Extract each line holding the word "niche" from the entries.

[Excerpts from a dataset]
____

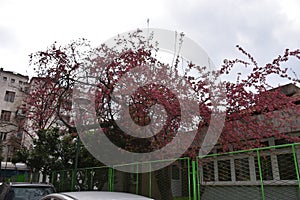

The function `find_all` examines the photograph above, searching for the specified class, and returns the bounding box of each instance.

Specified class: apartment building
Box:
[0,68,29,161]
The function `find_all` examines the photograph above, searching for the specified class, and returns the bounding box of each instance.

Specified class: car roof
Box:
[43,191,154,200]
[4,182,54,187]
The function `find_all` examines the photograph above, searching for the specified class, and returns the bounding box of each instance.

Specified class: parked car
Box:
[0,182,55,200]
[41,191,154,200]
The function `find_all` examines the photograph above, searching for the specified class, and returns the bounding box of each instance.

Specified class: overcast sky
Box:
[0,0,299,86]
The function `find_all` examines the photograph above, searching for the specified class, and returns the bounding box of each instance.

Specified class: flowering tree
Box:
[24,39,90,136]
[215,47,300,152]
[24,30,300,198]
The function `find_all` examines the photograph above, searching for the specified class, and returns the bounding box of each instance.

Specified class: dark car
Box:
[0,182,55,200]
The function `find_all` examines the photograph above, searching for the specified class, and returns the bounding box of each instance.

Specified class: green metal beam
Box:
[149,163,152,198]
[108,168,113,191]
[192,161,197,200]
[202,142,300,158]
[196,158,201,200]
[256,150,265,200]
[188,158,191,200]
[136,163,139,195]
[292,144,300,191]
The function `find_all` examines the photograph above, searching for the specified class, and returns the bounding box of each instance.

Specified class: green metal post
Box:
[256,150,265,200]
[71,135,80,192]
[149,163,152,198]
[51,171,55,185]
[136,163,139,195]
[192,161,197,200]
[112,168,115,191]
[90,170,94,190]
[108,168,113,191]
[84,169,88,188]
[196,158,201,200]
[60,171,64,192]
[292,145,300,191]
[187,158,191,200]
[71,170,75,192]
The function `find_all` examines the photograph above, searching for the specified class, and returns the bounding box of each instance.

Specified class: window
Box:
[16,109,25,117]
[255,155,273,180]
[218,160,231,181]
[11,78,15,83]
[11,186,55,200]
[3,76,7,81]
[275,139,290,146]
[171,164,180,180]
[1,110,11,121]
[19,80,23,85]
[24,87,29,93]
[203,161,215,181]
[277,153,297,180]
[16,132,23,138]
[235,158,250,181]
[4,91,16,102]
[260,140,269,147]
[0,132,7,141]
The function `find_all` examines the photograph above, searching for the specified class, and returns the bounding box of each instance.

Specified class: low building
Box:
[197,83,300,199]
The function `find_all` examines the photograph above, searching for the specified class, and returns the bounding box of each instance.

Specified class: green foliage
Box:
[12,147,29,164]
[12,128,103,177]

____

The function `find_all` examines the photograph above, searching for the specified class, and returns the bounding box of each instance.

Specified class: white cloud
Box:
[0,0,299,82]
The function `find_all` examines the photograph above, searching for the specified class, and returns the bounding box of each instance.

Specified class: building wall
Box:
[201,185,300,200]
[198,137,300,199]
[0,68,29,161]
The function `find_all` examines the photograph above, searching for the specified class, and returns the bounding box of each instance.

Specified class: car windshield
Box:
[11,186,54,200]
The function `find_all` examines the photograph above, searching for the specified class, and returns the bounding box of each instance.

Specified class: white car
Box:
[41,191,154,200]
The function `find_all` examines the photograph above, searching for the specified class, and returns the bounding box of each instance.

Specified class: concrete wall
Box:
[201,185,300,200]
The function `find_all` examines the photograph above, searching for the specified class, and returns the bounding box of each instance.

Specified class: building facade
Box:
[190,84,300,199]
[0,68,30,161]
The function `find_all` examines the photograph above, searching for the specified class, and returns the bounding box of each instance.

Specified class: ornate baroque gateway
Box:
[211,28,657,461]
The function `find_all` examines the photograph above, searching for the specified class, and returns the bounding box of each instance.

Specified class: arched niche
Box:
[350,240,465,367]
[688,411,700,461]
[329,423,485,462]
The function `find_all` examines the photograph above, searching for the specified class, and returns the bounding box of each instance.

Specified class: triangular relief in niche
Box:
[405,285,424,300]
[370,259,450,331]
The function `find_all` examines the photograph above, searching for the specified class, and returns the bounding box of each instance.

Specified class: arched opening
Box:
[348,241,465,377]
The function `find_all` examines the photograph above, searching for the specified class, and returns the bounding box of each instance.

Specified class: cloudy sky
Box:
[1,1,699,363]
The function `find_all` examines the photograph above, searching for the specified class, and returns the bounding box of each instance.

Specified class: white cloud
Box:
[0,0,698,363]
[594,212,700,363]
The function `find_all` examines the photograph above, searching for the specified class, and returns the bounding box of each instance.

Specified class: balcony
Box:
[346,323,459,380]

____

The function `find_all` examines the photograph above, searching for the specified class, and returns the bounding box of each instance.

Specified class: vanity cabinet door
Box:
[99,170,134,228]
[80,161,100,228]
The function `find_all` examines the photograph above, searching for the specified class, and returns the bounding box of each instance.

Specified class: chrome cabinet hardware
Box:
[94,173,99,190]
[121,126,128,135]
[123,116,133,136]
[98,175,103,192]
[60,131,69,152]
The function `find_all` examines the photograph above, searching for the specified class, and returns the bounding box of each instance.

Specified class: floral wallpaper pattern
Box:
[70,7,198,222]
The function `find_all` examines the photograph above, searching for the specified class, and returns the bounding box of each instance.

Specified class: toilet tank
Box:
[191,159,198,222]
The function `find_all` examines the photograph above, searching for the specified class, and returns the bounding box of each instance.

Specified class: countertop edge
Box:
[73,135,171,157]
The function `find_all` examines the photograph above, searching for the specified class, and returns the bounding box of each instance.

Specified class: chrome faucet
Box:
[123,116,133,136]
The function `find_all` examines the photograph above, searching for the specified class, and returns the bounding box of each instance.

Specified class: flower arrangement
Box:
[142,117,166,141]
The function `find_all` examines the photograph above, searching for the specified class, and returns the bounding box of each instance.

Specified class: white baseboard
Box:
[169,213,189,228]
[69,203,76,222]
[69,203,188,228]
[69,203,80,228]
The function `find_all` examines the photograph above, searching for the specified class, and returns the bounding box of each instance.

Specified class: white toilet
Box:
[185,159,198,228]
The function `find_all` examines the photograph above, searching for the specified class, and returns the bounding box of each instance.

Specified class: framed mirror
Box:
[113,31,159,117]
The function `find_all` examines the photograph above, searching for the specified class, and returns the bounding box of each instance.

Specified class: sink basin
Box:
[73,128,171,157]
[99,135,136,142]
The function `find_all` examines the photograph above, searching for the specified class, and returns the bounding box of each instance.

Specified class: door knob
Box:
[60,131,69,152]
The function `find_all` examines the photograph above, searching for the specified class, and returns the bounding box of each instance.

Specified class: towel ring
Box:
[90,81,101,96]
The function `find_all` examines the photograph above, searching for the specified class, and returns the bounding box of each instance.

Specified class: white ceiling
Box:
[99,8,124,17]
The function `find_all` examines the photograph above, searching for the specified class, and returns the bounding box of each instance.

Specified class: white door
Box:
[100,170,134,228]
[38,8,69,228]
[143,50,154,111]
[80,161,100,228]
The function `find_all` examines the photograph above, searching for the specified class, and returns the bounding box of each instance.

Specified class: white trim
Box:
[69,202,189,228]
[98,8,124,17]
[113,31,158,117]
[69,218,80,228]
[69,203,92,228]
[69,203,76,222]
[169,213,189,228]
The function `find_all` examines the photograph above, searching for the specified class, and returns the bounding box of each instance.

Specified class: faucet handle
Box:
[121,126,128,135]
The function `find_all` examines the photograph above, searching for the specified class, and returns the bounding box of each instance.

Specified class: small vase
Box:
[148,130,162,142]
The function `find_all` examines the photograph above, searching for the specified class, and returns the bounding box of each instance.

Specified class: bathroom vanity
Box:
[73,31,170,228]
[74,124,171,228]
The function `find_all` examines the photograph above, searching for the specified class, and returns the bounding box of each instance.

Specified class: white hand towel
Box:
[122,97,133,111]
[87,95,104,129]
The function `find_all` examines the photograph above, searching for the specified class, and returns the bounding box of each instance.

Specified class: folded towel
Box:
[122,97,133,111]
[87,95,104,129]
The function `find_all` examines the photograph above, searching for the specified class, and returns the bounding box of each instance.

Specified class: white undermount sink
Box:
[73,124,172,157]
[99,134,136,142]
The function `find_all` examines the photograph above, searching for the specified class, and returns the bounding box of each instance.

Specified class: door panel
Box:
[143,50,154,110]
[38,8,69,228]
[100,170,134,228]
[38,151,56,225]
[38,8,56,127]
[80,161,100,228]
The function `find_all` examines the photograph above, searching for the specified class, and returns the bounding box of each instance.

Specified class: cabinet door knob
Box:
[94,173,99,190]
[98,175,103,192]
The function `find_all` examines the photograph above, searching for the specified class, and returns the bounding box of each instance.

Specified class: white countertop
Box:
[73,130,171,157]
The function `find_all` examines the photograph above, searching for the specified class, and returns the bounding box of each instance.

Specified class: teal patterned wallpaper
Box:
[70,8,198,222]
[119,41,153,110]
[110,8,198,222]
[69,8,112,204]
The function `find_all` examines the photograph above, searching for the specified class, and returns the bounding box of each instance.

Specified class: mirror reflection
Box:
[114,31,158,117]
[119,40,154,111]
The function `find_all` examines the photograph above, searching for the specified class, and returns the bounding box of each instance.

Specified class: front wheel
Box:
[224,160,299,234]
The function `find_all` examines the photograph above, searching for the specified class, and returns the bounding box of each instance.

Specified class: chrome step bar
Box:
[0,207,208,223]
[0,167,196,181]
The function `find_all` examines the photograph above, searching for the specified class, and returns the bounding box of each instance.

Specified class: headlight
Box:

____

*ANSWER SECTION*:
Specified class: arched niche
Specified class: triangular relief in niche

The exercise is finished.